***** Extracted records

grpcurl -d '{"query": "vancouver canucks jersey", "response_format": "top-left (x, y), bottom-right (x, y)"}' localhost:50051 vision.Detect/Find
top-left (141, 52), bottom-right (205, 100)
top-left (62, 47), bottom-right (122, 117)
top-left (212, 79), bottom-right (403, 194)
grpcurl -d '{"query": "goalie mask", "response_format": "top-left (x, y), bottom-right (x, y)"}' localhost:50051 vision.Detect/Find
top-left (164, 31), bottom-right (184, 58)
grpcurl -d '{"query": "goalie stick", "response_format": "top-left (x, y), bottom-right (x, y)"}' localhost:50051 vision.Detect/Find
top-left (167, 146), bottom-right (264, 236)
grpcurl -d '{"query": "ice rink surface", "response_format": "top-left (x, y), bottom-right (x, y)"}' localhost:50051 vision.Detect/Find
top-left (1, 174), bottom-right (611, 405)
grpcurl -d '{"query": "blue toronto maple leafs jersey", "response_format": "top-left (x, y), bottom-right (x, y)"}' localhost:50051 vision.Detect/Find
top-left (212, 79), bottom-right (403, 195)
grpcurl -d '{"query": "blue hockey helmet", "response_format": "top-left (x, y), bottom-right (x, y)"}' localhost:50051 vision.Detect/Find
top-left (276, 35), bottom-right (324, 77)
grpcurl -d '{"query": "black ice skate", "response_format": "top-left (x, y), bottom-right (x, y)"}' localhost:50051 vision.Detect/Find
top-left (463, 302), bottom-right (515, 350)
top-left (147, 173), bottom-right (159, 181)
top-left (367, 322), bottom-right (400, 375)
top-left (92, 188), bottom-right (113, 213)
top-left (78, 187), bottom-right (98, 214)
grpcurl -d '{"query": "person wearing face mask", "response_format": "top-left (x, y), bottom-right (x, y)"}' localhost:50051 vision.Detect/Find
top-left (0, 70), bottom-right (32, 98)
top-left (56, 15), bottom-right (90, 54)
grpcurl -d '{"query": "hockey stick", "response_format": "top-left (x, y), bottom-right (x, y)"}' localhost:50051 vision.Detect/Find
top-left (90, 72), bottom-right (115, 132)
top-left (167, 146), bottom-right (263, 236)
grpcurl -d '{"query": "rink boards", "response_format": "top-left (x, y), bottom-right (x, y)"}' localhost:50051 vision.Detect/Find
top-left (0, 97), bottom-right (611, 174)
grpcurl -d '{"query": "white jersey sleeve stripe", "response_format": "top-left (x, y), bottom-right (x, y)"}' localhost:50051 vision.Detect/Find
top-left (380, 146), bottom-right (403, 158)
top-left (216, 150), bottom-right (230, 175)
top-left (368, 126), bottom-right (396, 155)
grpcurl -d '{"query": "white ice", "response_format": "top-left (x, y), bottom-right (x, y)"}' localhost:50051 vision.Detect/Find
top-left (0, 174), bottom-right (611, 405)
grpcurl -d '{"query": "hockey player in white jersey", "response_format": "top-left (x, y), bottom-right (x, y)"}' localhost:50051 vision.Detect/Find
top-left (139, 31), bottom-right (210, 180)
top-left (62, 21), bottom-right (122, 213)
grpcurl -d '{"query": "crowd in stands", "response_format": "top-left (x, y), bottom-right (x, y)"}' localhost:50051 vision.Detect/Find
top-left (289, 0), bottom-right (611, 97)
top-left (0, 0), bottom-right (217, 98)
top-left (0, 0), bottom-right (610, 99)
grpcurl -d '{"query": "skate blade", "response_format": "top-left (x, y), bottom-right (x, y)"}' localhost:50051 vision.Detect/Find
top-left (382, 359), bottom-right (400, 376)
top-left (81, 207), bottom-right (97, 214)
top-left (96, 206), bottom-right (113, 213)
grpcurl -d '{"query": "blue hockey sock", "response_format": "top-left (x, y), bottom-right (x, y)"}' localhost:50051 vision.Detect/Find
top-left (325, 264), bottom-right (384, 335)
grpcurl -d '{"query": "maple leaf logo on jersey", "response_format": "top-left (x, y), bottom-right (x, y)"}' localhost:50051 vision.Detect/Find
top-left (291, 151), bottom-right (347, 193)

**********

▶ **Task details**: Repeat the whole listing exactly, line for line.

▶ **Response area**:
grpcurl -d '{"query": "vancouver canucks jersey", "response_format": "top-left (x, y), bottom-right (x, y)"}' localhost:50051 vision.Detect/Find
top-left (141, 52), bottom-right (205, 100)
top-left (62, 47), bottom-right (122, 117)
top-left (212, 79), bottom-right (403, 194)
grpcurl -d '{"query": "goalie mask", "response_format": "top-left (x, y), bottom-right (x, y)"}' localhost:50051 vision.Detect/Find
top-left (164, 31), bottom-right (184, 58)
grpcurl -d '{"query": "goalie stick", "response_format": "top-left (x, y), bottom-right (x, y)"}' localhost:50051 vision.Detect/Find
top-left (167, 146), bottom-right (264, 236)
grpcurl -d '{"query": "ice rink surface", "response_format": "top-left (x, y), bottom-right (x, y)"}' localhost:50051 vision.Detect/Find
top-left (1, 174), bottom-right (611, 405)
grpcurl -d '{"query": "blue toronto maple leafs jersey", "response_format": "top-left (x, y), bottom-right (x, y)"}' localhost:50051 vision.Detect/Find
top-left (212, 79), bottom-right (403, 195)
grpcurl -d '{"query": "blue hockey helmet", "response_format": "top-left (x, y), bottom-right (x, y)"}' localhost:50051 vision.Detect/Find
top-left (276, 35), bottom-right (324, 77)
grpcurl -d '{"query": "black ice skate", "response_format": "top-left (x, y), bottom-right (x, y)"}' localhost:50051 vision.Detect/Find
top-left (463, 302), bottom-right (515, 350)
top-left (147, 173), bottom-right (159, 181)
top-left (367, 322), bottom-right (400, 375)
top-left (92, 188), bottom-right (113, 213)
top-left (78, 187), bottom-right (98, 214)
grpcurl -d '{"query": "person wearing face mask", "response_format": "top-left (x, y), bottom-right (x, y)"}' localhost:50051 vision.Detect/Find
top-left (0, 70), bottom-right (32, 98)
top-left (56, 15), bottom-right (90, 54)
grpcurl -d '{"query": "hockey stick", "response_format": "top-left (x, y), bottom-right (x, y)"}' localhost:50051 vision.Detect/Find
top-left (90, 72), bottom-right (115, 132)
top-left (167, 146), bottom-right (263, 236)
grpcurl -d '{"query": "rink boards", "response_format": "top-left (x, y), bottom-right (x, y)"}' localhost:50051 vision.Detect/Find
top-left (0, 97), bottom-right (611, 174)
grpcurl -d '{"query": "white jersey sleeve stripe", "response_format": "top-left (x, y), bottom-right (x, y)"}' localhost:50051 vision.Detect/Find
top-left (380, 146), bottom-right (403, 158)
top-left (216, 150), bottom-right (230, 175)
top-left (368, 126), bottom-right (396, 155)
grpcurl -d '{"query": "white ice", "response_format": "top-left (x, y), bottom-right (x, y)"}' localhost:50051 vision.Detect/Find
top-left (0, 174), bottom-right (611, 405)
grpcurl -d '{"query": "hockey player in white jersey", "response_format": "top-left (x, y), bottom-right (x, y)"}' localhost:50051 vision.Detect/Find
top-left (139, 31), bottom-right (210, 180)
top-left (62, 21), bottom-right (122, 213)
grpcurl -d '{"query": "crowd in stands", "response_format": "top-left (x, y), bottom-right (x, y)"}' localhost:50051 vision.Detect/Find
top-left (289, 0), bottom-right (611, 97)
top-left (0, 0), bottom-right (217, 98)
top-left (0, 0), bottom-right (610, 99)
grpcurl -d '{"query": "skate blade", "response_format": "top-left (x, y), bottom-right (x, y)"}' localhost:50051 vision.Detect/Find
top-left (382, 359), bottom-right (400, 376)
top-left (81, 207), bottom-right (97, 214)
top-left (96, 206), bottom-right (113, 213)
grpcurl -d '{"query": "blue hockey sock", "response_format": "top-left (x, y), bottom-right (x, y)"}' localhost:50051 vision.Detect/Find
top-left (325, 264), bottom-right (384, 335)
grpcurl -d '{"query": "maple leaf logo on jersey", "response_format": "top-left (x, y), bottom-right (x, y)"}' localhost:50051 vision.Detect/Find
top-left (291, 151), bottom-right (347, 193)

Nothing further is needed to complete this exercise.